**Your goal**.
Down to the last line, repeat the entries exactly and drop any image.
[Start of section]
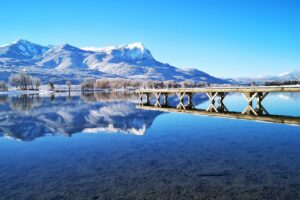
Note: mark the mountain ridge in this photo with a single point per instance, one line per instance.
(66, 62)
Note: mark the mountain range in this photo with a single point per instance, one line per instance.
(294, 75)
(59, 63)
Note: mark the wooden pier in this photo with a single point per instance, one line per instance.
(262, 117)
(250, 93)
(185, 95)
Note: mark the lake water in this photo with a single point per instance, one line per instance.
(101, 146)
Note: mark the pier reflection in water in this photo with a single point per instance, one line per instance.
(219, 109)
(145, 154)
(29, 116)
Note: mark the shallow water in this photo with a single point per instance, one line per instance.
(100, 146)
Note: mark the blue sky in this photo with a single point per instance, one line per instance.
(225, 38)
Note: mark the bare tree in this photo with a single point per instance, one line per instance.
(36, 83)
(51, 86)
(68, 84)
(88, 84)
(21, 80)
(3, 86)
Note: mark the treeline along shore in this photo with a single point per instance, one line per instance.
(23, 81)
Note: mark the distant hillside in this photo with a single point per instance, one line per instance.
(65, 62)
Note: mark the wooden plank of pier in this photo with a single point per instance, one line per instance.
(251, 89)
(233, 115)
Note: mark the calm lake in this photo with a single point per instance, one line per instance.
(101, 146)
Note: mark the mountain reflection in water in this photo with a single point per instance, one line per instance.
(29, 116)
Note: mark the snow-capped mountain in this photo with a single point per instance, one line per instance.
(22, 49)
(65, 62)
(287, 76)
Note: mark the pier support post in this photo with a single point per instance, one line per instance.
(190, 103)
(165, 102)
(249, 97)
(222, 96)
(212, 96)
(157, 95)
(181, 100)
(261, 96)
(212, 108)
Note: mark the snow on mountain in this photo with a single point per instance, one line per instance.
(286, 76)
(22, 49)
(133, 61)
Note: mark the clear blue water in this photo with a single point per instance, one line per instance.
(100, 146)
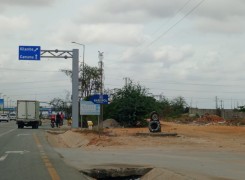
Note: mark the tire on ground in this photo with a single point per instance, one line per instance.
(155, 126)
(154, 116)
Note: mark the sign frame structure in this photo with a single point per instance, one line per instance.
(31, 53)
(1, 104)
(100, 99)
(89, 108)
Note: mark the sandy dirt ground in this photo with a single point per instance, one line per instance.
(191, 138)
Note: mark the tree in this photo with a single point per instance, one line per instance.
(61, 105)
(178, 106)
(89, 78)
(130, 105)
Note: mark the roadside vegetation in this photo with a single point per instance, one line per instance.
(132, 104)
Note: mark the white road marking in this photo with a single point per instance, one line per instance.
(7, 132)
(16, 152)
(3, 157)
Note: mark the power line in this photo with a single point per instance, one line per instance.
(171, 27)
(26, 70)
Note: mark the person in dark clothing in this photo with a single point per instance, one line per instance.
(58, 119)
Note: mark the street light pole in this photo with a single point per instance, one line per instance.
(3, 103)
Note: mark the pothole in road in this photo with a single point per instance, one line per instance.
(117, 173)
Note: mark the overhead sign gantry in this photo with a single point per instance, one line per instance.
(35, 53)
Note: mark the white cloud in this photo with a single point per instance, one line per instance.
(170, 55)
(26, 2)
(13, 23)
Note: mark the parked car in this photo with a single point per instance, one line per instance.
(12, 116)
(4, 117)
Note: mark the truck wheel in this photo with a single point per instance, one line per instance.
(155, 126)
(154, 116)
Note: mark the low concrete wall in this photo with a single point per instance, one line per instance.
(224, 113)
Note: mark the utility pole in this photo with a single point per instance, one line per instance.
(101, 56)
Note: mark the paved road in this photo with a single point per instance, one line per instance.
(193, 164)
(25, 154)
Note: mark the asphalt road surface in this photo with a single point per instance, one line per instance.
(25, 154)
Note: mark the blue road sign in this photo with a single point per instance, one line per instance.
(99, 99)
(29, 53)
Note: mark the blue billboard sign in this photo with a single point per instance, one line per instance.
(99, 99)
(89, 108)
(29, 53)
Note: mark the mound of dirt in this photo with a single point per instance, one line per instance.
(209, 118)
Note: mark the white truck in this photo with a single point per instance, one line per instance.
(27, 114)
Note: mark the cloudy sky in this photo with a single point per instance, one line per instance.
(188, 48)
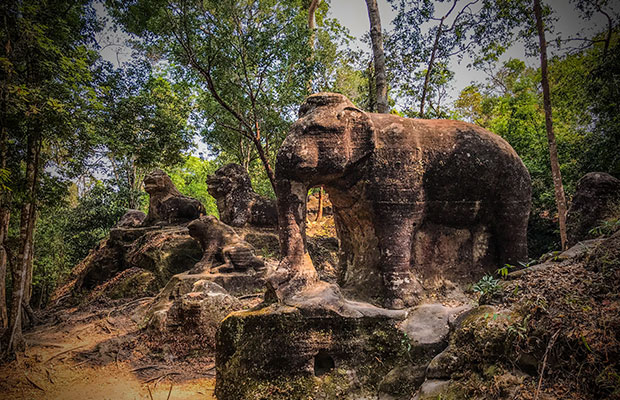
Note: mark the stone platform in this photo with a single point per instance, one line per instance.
[End of section]
**Result of this exercise**.
Note: mark the mountain ridge in this photo with a single point per instance, one line per instance.
(66, 62)
Note: mark the mountain range in this photo with a single point per instance, one line per instance.
(294, 75)
(59, 63)
Note: mark the wooden pier in this photo with a single point per instance, one line per instance.
(262, 117)
(250, 93)
(185, 95)
Note: mark the lake water in this photo with a single point per instance, one line per instance.
(101, 146)
Note: mark the pier reflection in water in this photo with a single point per instance, one line per instance.
(219, 109)
(145, 154)
(29, 116)
Note: mark the shallow water in this photo with a single point per instance, one line per instance.
(100, 146)
Note: mark the blue sky in this photo with a single point per instance, one line per instance.
(225, 38)
Note: mark the bare tree in this photo with a single point per instance, one line per instance.
(36, 83)
(51, 86)
(68, 84)
(88, 84)
(21, 80)
(3, 86)
Note: mark the treeline along shore in this photo with a single point per instance, one line per instance.
(23, 81)
Note: mark the distant hillside in this photo with a single point per instance, one line per instance.
(65, 62)
Note: mark the wooden plank of pier in this photo with a single point per instance, one line per instance.
(251, 89)
(233, 115)
Note: mark the calm lake in this photo with a single point per instance, one line per instance.
(101, 146)
Note: mark the mountain reflection in water in this photo with a single point per instance, one line per instance.
(29, 116)
Note: mark the snow-capped mountain in this photo with a single point per instance, one line per instance.
(22, 49)
(65, 62)
(287, 76)
Note: mark the pier support post in this photo with a single point per instance, one line per instance.
(190, 103)
(165, 102)
(249, 97)
(222, 96)
(212, 96)
(157, 95)
(181, 100)
(261, 96)
(212, 108)
Note: mark the snow on mountain in this photo with a single point per instance, one line per instance.
(286, 76)
(22, 49)
(133, 61)
Note: mark the clear blue water in this photo with a single point per instance, one line per instance.
(100, 146)
Note: mark the tire on ground in this photo with a single point per instance, one line per instance.
(155, 126)
(154, 116)
Note: mark the sign frame structure in this photo with a single point per instance, one line per instance.
(31, 53)
(1, 104)
(100, 99)
(89, 108)
Note: mark the sandy dirt ground in this photo with a single point per instance, one line per instance.
(191, 138)
Note: mark the tree in this photo with a single point per instance, one line per instance.
(61, 105)
(178, 106)
(89, 78)
(130, 105)
Note: mark the roadside vegetation in this photo with a single point per instance, one line per instance.
(132, 104)
Note: mark the white road marking in this photo with a single point per instance, one line per instance.
(7, 132)
(16, 152)
(3, 157)
Note: mark the power line in this photo with a single point per instance, one line per instance.
(171, 27)
(26, 70)
Note: mark the person in dark clothing in this photo with a single point per instance, one line per instance.
(58, 119)
Note: mark the street light pole in this photo with a single point per instance, one line per instance.
(3, 103)
Note: mark the pothole in road in this photo with a single point per instance, one line per instance.
(117, 173)
Note: mark the overhead sign gantry in this photo with a single point per instance, one line per instance.
(35, 53)
Note: mark the white cloud in this photo with a single point per instance, one line per instance.
(170, 55)
(26, 2)
(13, 23)
Note: mark the parked car in this photo with a single point per instance, one line per instance.
(12, 116)
(4, 117)
Note: mark the truck wheel in this photo with a single point per instance, one line per instance.
(155, 126)
(154, 116)
Note: mark the low concrete wall in this photo with a single point per instance, one line per instance.
(224, 113)
Note: mark the utility pole in this photo with a single point per instance, one line per instance.
(101, 56)
Note: mark the paved road in this photo with a single point per instance, one line per instance.
(193, 164)
(25, 154)
Note: mark the asphalt road surface in this photo with a single point per instance, one line per instance.
(25, 154)
Note: mark the blue road sign in this photo with a single point per instance, one line per instance.
(99, 99)
(29, 53)
Note: mark the blue billboard sign in this photo with a single point per instance, one line per instance.
(99, 99)
(89, 108)
(29, 53)
Note: mark the mound of dirt in this photo with a single point per instance, one line per instance.
(209, 118)
Note: mark the white truck in this photo with a single point per instance, one line per instance.
(27, 114)
Note: mark the cloudy sky in this photo with a single point per instance, one line per instance.
(188, 48)
Note: mark the stone platform in this photo with a single point per instance, one line per instance.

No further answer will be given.